#### Requests:
A: Sum up the post about packing a BOB in two sentences.
B: From the post about packing a BOB, quote the part that opens with the words containing "Box Wrenches (Metric" and closes with "Big, and small.".

#### Passage to read:

####

I use a Rubbermaid container to hold my BOB. It also contains some extras like food, water, e-tool, saw, blue tarps (2), nylon rope and extra batteries. I just changed my BOB from a black back pack to a large blue gym bag with a shoulder strap. Doesn't scream ROB ME now ;)
 
Are you asking contents, or bags/boxes?

I would be using a soft bag... so you dont have to ditch the empty container when no longer needed.

for contents:

Box Wrenches (Metric or standard depending on your car... unless your thinking you need to help someone fix their pre-87 American car.)

Adjustable wrenches! Big, and small.

Vice Grips. For stuff thats not a bolt... that needs to be loosened!

Needle nose pliers, for pulling thorns out...

Pliers... for swapping out oil filters (Your not gonna have anything you can recognize as an oil filter after its off... but they'll do the job.)

Electrical wire strippers/crimpers. A pocket knife works to cut, strip, and if its a leatherman... crimp some small stuff! A real stripper/crimper does the job at hand right.

A decent file... cleaning up bolt heads so you can get the socket back on em after you booger em up with a set of vice grips.

Sockets (1/4 3/8 and 1/2) Short, and deep. With ratchets, a 1/2 inch breaker bar. With pipe. (about 2 feet long... make it heavy and its self defense!) Extensions for each. Flex adapters... so you can get in to tighter places! Spares of 10mm for metric... and 1/2 and 9/16.

####

#### Extracted entries:
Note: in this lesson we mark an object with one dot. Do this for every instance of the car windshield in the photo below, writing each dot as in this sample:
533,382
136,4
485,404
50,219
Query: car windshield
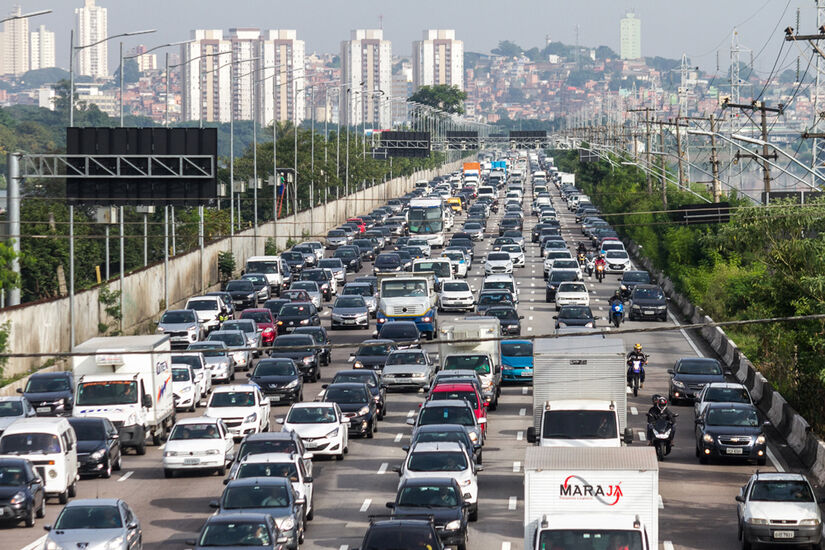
207,430
782,490
727,395
311,415
346,395
180,375
235,534
702,368
275,368
232,399
255,496
437,462
517,349
575,312
436,496
178,317
11,408
733,416
478,363
462,416
88,517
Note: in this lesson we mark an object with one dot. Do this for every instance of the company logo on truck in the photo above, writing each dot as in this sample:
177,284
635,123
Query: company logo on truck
577,488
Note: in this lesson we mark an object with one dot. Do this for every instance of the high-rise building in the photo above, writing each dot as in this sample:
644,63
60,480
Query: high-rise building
91,26
207,77
438,59
14,46
41,49
630,37
366,74
281,78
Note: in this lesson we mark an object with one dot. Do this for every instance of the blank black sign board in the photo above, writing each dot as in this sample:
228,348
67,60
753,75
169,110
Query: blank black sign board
130,189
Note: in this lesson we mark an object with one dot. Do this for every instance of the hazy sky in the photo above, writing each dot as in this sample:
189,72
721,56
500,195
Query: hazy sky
669,27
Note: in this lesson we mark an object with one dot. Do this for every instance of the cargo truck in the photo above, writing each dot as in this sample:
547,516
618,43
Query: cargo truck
579,392
470,343
591,499
127,379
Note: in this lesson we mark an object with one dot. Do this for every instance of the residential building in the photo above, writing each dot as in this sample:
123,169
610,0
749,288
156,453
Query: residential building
14,46
91,27
41,49
366,65
438,59
630,37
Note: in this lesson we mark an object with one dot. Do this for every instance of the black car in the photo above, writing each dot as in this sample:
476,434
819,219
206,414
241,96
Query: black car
372,354
508,317
297,314
648,302
18,477
405,334
279,379
98,446
243,293
401,533
50,393
357,404
575,316
308,359
438,497
321,339
373,381
690,374
731,430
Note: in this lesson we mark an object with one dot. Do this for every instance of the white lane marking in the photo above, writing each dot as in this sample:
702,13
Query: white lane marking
125,476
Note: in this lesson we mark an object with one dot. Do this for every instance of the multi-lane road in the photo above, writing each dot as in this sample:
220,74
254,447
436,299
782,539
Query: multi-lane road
697,508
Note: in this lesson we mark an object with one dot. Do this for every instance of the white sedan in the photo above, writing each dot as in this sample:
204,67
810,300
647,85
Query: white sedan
321,426
242,407
200,443
572,294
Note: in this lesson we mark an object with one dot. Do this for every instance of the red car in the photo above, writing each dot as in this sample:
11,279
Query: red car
452,390
265,321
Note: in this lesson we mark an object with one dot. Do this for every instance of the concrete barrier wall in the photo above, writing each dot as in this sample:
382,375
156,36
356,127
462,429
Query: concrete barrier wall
43,327
796,430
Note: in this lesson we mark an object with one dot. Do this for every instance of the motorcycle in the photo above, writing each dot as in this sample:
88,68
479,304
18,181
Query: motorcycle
662,431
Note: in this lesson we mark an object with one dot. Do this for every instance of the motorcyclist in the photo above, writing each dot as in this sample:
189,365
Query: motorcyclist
657,411
636,355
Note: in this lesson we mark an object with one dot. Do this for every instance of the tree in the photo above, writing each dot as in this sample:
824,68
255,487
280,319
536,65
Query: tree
441,96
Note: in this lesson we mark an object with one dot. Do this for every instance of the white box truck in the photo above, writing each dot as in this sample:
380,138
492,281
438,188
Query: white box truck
127,379
591,499
476,349
579,392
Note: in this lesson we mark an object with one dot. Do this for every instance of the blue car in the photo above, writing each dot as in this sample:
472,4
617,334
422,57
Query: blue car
516,360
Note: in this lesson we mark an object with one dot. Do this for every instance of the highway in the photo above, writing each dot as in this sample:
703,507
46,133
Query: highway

####

#### Full solutions:
A: The writer keeps a BOB in a Rubbermaid container along with extras like food, water, tarps, rope and batteries, and has switched from a black backpack to a large blue gym bag with a shoulder strap. The post also recommends a soft bag over a container and lists tools to pack, including box and adjustable wrenches, Vice Grips, pliers, wire strippers/crimpers, a file, and sockets with ratchets, a breaker bar and extensions.

B:
Box Wrenches (Metric or standard depending on your car... unless your thinking you need to help someone fix their pre-87 American car.)

Adjustable wrenches! Big, and small.